* Exercise requirements *
Output, with no changes, the span of lines that opens with the line containing "of the pearl" and closes with the last line.

## BEGIN Data section

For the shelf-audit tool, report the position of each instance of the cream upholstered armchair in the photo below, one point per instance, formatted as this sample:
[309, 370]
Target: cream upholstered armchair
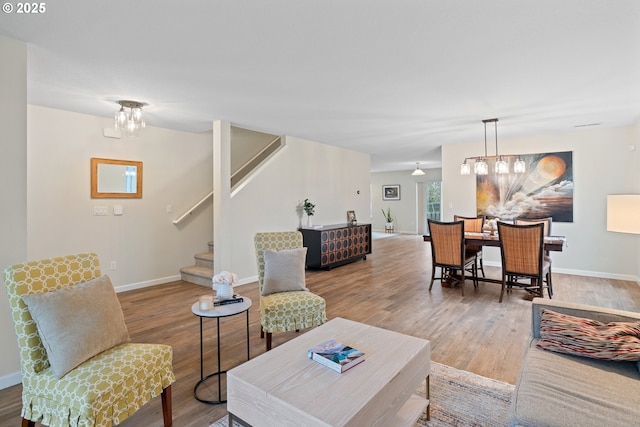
[285, 302]
[63, 383]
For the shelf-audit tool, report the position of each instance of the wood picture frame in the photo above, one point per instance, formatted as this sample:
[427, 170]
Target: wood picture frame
[116, 179]
[391, 192]
[351, 218]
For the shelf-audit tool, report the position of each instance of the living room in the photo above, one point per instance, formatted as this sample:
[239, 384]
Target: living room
[48, 211]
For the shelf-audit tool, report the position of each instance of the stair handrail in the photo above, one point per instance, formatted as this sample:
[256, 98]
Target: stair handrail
[193, 208]
[256, 156]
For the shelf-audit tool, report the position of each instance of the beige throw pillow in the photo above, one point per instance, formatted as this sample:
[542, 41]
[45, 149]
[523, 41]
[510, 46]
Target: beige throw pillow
[284, 270]
[77, 322]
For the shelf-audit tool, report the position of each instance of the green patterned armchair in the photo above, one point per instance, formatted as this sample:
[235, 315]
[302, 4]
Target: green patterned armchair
[289, 306]
[100, 391]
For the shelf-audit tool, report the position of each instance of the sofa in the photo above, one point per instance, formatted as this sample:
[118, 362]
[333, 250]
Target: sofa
[555, 389]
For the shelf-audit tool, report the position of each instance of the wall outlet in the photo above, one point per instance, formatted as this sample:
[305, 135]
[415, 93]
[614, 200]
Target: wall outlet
[100, 210]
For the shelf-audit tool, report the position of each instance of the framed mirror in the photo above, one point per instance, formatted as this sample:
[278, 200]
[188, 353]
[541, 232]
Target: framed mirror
[116, 179]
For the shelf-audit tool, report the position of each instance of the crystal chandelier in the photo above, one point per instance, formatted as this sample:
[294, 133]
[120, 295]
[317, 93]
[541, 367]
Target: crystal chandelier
[130, 121]
[418, 171]
[481, 167]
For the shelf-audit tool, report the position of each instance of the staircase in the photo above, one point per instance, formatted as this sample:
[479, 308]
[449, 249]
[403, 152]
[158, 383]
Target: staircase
[202, 272]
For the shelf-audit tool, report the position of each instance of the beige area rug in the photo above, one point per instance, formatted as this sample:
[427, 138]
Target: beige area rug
[458, 398]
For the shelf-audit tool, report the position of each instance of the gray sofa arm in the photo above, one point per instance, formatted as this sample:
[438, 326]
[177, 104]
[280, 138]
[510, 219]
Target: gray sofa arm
[600, 314]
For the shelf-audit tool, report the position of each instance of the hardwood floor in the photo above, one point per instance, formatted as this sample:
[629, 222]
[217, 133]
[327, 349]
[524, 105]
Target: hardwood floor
[389, 290]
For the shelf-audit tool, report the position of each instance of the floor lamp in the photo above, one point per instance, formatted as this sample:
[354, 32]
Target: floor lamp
[623, 213]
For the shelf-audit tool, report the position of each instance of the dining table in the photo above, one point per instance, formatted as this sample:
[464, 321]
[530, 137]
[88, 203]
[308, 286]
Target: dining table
[551, 243]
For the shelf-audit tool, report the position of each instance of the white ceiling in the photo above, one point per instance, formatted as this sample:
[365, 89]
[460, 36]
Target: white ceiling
[394, 78]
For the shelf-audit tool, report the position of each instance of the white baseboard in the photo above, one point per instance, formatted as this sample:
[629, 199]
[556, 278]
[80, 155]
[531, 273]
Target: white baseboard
[10, 380]
[146, 283]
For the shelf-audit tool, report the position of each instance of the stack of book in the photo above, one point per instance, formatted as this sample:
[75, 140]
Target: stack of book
[233, 300]
[335, 355]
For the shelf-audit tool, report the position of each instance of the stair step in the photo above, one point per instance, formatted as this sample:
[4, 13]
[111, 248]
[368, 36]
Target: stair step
[197, 274]
[204, 260]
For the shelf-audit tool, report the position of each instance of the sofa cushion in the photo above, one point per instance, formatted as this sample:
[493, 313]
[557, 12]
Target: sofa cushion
[579, 336]
[556, 389]
[77, 322]
[284, 270]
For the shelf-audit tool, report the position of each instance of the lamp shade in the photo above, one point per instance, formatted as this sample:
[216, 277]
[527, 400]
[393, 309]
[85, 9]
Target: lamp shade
[623, 213]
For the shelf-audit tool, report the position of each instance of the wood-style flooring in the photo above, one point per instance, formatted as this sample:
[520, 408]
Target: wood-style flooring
[389, 289]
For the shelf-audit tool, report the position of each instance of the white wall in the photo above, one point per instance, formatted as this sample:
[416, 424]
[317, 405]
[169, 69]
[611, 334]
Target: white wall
[56, 206]
[147, 247]
[328, 176]
[602, 164]
[13, 191]
[403, 211]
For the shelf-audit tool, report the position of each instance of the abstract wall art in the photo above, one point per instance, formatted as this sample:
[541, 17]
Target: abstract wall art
[545, 189]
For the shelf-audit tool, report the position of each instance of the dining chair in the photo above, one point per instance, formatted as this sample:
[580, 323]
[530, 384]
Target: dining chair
[527, 221]
[285, 302]
[448, 253]
[522, 253]
[78, 366]
[473, 225]
[547, 221]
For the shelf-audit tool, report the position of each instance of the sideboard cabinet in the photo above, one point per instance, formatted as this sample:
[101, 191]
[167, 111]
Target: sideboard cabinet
[334, 245]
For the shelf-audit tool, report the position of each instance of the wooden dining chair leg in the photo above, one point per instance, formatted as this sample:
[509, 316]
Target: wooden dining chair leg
[269, 341]
[166, 407]
[433, 277]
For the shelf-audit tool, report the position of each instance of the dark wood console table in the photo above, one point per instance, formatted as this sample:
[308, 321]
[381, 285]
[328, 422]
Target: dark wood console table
[338, 244]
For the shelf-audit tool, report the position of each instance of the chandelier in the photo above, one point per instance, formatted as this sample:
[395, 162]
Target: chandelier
[418, 171]
[480, 165]
[130, 121]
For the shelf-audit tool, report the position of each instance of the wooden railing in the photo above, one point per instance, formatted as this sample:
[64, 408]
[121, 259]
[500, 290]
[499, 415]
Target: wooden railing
[193, 208]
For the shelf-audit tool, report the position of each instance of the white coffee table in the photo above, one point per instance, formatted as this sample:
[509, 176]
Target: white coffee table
[284, 387]
[217, 313]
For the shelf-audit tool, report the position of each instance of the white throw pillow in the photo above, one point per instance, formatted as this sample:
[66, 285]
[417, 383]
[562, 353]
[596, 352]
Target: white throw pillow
[77, 322]
[284, 270]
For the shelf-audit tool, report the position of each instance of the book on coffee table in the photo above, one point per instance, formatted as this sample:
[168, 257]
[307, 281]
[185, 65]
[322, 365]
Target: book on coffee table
[233, 300]
[335, 355]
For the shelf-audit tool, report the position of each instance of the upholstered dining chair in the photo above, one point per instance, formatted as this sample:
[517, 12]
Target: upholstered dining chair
[545, 221]
[448, 253]
[473, 225]
[78, 366]
[285, 302]
[522, 253]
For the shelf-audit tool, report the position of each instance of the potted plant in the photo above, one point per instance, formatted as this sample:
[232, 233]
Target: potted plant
[309, 209]
[388, 227]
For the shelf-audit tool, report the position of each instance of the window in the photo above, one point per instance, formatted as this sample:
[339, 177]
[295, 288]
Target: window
[433, 198]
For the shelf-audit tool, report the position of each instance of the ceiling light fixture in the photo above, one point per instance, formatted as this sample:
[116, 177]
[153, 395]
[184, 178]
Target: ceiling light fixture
[418, 171]
[481, 167]
[132, 121]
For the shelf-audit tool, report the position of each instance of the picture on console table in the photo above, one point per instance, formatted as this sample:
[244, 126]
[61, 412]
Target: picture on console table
[391, 192]
[351, 217]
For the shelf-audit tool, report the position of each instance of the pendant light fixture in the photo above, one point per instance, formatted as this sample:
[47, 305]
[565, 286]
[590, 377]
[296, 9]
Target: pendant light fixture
[481, 167]
[418, 171]
[130, 121]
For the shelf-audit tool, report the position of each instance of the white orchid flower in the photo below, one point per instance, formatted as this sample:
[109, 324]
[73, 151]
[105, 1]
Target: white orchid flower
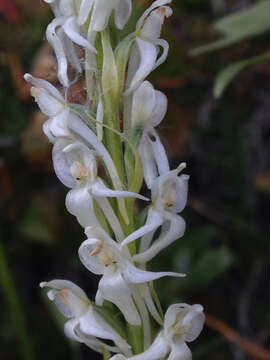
[68, 25]
[62, 32]
[75, 165]
[84, 324]
[145, 54]
[101, 12]
[169, 197]
[103, 256]
[149, 107]
[182, 323]
[52, 104]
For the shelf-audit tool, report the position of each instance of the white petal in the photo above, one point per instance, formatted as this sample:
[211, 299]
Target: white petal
[154, 5]
[72, 330]
[122, 13]
[160, 109]
[150, 303]
[58, 48]
[47, 131]
[80, 204]
[93, 324]
[112, 219]
[188, 317]
[69, 330]
[78, 151]
[77, 126]
[194, 321]
[169, 191]
[70, 300]
[114, 289]
[83, 131]
[84, 11]
[151, 29]
[176, 230]
[62, 163]
[99, 119]
[73, 32]
[43, 84]
[67, 8]
[149, 163]
[65, 284]
[59, 124]
[148, 55]
[136, 276]
[180, 352]
[91, 262]
[101, 13]
[48, 104]
[154, 220]
[70, 51]
[118, 357]
[100, 190]
[158, 151]
[158, 350]
[165, 49]
[143, 104]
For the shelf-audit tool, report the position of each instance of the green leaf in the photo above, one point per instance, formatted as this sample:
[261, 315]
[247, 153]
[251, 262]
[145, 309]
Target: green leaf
[227, 75]
[243, 24]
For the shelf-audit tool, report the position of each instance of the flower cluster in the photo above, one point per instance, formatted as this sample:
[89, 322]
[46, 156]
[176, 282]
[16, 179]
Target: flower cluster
[103, 150]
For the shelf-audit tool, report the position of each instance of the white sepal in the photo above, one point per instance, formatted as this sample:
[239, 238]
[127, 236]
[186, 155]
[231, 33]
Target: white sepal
[122, 13]
[147, 45]
[53, 39]
[80, 204]
[72, 30]
[72, 331]
[154, 220]
[183, 322]
[51, 103]
[173, 230]
[180, 351]
[153, 6]
[84, 11]
[113, 287]
[134, 275]
[84, 324]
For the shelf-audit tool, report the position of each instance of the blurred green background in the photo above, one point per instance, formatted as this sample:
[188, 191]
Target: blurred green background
[226, 144]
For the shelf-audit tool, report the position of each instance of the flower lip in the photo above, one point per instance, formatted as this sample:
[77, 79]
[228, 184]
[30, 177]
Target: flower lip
[183, 322]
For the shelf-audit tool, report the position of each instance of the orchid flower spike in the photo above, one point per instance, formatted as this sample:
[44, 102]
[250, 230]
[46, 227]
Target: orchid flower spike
[75, 166]
[103, 256]
[182, 323]
[149, 107]
[84, 324]
[52, 104]
[169, 197]
[145, 54]
[62, 32]
[68, 27]
[101, 12]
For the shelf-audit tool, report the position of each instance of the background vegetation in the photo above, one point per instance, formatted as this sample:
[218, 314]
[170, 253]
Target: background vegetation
[225, 142]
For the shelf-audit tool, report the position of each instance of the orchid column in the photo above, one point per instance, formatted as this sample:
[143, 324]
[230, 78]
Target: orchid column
[103, 151]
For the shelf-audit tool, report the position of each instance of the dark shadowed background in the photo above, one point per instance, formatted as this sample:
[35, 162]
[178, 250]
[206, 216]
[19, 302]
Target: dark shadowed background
[225, 251]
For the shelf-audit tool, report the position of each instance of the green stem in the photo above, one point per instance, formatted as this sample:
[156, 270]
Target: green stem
[15, 308]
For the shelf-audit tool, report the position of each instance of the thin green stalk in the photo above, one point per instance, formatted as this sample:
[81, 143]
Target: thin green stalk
[15, 308]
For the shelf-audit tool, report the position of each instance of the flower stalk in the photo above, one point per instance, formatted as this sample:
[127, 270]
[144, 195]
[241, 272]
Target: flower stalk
[103, 151]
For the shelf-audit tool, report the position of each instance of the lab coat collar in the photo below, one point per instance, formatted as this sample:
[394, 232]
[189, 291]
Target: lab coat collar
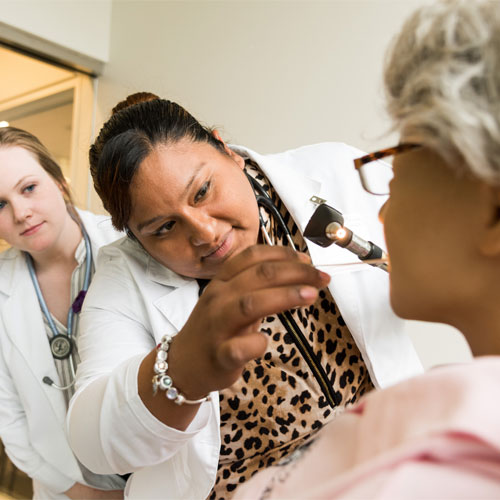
[296, 190]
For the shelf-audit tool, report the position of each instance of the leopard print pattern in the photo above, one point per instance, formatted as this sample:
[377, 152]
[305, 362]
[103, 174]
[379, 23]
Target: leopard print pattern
[277, 406]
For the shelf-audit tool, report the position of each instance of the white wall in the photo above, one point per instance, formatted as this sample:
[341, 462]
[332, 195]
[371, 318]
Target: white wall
[79, 25]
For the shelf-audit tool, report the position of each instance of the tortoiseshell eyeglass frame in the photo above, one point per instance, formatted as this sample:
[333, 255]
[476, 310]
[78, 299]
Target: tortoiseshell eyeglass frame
[378, 155]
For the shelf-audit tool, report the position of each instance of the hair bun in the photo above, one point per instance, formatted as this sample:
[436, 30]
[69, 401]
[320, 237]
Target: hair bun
[132, 99]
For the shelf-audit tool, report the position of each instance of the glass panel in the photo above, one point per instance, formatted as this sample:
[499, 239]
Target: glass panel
[49, 119]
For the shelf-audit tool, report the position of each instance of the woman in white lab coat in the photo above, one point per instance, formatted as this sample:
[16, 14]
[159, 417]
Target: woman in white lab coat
[188, 203]
[48, 239]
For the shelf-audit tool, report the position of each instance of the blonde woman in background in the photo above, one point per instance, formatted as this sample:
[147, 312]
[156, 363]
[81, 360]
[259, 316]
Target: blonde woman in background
[43, 280]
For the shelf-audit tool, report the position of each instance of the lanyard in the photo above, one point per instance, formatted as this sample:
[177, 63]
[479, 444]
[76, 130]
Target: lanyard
[62, 345]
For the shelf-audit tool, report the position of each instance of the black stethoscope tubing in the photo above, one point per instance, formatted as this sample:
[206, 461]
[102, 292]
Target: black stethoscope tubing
[56, 336]
[332, 397]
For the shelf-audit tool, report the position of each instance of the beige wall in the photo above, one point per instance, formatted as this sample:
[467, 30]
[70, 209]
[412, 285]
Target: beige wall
[271, 75]
[79, 25]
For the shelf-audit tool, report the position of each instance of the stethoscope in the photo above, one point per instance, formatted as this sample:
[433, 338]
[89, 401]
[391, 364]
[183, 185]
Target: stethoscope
[264, 200]
[61, 345]
[286, 318]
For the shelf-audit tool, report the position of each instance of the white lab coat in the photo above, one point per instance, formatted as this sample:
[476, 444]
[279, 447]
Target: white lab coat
[32, 414]
[134, 300]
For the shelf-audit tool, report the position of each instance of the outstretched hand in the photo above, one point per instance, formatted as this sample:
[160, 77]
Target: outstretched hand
[222, 333]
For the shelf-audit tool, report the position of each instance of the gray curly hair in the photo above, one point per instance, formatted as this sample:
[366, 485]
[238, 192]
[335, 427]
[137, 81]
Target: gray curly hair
[442, 80]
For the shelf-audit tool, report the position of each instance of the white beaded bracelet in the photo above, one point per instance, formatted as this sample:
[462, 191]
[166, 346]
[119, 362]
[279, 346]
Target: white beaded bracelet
[163, 382]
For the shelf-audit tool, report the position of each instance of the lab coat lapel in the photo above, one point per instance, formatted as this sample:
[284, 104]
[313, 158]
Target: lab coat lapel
[29, 336]
[296, 190]
[180, 298]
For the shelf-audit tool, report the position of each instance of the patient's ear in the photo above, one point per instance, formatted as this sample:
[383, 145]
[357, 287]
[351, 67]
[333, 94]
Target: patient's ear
[489, 245]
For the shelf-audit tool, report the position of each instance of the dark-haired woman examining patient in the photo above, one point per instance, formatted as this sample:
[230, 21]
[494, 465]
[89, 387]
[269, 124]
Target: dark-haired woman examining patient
[186, 307]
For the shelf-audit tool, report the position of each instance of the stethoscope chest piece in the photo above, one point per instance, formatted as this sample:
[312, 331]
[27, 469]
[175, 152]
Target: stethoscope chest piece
[61, 346]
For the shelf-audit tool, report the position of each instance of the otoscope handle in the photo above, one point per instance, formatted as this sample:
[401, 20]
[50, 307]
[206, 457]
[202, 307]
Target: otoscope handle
[365, 250]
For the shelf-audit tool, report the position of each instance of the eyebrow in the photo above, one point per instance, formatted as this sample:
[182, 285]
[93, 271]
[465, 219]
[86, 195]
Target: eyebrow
[20, 181]
[157, 218]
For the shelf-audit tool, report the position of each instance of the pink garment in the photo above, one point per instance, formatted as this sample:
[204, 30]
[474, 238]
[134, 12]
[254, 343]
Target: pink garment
[434, 436]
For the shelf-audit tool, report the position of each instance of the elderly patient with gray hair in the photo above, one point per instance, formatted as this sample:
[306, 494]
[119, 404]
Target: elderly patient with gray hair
[436, 435]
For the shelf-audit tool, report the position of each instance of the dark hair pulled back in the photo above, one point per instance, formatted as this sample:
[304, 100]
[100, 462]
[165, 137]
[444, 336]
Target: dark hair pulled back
[138, 125]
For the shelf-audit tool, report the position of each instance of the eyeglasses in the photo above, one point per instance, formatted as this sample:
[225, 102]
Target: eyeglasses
[376, 175]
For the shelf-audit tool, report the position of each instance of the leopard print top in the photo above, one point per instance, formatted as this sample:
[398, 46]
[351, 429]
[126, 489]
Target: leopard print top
[277, 406]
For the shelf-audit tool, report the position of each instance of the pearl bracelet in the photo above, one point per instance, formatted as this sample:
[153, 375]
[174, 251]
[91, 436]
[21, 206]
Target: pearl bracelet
[163, 382]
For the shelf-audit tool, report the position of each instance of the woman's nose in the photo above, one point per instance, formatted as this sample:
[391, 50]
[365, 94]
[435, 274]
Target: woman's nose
[382, 211]
[203, 229]
[21, 211]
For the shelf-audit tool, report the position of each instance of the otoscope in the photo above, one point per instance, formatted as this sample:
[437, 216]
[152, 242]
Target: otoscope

## END Data section

* Exercise solution *
For the shelf-audit tool, report the position of each instance of the pearl bracelet in the photo above, one point per instance, formatted as this sample:
[153, 375]
[174, 251]
[91, 436]
[21, 206]
Target: pearl bracelet
[163, 382]
For the shelf-audit tool, report the position of each instance of the woman's nose in the photo above, one point per instance, formatted as this sample:
[391, 50]
[365, 94]
[435, 274]
Target: woman's nose
[382, 211]
[203, 229]
[21, 211]
For the shelf-audit tool, report the position of each instance of the otoscope in the photo above, one point per instance, formatted as this sample:
[437, 216]
[152, 242]
Target: otoscope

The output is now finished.